Begin at the line that contains "Where can you see the nurse's face" and copy every line through the end of the records, requests included, but multiply each coordinate in the answers by 1.9 and round it to a whole number, with halves rounded up. Reproduce only these lines.

Start of Provided information

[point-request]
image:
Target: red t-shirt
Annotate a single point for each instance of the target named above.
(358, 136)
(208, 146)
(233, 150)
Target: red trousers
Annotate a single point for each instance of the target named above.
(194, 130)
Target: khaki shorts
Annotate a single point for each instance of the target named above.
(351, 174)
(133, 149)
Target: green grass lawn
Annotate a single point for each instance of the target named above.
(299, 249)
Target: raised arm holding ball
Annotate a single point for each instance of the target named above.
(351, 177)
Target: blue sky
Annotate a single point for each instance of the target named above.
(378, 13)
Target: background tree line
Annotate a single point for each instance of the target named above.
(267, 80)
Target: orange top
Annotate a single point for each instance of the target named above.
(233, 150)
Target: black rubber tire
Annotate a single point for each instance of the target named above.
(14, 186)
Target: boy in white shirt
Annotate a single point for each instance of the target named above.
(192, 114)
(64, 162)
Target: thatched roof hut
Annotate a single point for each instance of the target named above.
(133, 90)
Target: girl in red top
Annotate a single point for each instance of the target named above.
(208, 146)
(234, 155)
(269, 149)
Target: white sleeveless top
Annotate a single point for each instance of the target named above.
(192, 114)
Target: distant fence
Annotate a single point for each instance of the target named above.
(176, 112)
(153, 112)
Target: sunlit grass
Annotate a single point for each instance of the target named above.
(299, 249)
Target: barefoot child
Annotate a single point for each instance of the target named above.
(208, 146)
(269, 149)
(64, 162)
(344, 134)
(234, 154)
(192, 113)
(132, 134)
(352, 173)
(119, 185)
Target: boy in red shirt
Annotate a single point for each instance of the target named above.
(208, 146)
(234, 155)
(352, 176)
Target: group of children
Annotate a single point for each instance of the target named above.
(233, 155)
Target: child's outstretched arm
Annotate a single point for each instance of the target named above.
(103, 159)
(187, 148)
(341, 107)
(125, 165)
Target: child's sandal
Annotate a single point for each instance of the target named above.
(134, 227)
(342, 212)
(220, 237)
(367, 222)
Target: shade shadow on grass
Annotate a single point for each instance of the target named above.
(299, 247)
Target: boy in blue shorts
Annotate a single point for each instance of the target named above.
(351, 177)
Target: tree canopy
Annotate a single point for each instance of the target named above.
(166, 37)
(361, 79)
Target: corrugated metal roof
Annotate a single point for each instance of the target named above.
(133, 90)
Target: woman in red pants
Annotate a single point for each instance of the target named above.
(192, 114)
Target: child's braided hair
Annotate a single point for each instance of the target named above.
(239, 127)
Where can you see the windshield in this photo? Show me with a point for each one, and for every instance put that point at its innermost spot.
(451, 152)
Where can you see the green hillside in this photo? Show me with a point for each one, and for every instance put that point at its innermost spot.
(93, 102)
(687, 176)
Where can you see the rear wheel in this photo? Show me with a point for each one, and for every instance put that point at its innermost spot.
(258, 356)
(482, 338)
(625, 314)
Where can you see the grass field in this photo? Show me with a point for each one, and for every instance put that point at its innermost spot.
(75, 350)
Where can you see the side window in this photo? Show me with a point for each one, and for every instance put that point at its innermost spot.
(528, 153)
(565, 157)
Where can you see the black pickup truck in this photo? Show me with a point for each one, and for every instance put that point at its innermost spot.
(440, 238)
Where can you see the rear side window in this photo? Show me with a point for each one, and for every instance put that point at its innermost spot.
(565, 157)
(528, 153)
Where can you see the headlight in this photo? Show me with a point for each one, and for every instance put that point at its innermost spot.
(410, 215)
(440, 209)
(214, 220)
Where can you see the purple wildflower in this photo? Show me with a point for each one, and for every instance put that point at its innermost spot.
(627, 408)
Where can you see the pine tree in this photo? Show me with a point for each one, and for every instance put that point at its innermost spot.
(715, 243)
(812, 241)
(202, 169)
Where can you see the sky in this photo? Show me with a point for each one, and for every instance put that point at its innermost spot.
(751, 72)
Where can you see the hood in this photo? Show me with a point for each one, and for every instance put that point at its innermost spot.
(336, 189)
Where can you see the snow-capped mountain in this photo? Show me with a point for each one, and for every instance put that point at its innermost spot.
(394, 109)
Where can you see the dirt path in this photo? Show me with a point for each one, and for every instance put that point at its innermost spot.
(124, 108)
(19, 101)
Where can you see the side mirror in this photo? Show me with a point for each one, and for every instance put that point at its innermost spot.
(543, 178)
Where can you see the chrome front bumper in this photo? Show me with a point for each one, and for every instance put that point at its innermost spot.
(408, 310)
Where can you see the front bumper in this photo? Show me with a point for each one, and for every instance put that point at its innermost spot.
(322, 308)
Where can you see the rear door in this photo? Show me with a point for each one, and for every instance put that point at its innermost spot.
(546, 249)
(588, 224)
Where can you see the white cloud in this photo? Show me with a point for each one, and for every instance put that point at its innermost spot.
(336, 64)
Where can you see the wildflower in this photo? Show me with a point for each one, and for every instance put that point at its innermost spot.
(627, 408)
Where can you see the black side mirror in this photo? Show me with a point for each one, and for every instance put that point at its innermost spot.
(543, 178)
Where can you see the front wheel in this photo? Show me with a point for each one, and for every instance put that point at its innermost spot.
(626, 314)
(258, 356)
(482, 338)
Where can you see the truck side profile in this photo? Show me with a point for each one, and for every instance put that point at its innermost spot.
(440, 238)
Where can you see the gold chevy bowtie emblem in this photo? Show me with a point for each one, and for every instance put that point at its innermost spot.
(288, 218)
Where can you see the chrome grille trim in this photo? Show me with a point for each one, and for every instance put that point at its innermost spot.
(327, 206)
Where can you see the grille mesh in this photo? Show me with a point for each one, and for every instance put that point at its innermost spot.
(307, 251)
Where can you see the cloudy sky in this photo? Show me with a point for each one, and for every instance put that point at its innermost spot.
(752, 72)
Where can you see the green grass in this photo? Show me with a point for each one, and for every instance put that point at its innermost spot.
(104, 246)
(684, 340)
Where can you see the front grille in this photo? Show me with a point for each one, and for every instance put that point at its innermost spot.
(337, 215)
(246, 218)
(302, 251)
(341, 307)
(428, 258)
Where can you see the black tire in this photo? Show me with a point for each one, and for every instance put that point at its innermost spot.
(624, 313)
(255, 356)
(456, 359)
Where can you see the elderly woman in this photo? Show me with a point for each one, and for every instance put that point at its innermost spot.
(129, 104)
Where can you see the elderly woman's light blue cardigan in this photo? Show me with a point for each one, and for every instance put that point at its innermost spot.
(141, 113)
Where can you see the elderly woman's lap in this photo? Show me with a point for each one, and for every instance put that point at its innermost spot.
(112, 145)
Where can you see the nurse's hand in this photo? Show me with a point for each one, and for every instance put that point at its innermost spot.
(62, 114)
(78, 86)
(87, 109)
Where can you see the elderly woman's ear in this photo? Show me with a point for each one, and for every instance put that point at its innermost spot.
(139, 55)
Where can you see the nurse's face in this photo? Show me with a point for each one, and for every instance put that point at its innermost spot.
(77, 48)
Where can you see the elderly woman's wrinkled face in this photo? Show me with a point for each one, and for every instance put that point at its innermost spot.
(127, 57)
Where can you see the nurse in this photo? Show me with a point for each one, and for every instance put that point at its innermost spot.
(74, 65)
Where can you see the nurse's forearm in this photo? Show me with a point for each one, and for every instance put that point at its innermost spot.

End of Provided information

*Right answer*.
Where can you see the nurse's face in this photo? Show me with a point for each one, and for every instance put that point at its innermost spot.
(146, 91)
Where can you see the elderly woman's wrinkled face in this photo? Show me with a point for each one, and for every instance put that point at its innermost spot.
(241, 108)
Where can you see the nurse in this photo? Show me with a point for each one, and for every instance put that point at its innermost spot.
(141, 124)
Where can you see the nurse's forearm in this photo? Show me with a point for each one, and for every instance put that point at its innermost spot.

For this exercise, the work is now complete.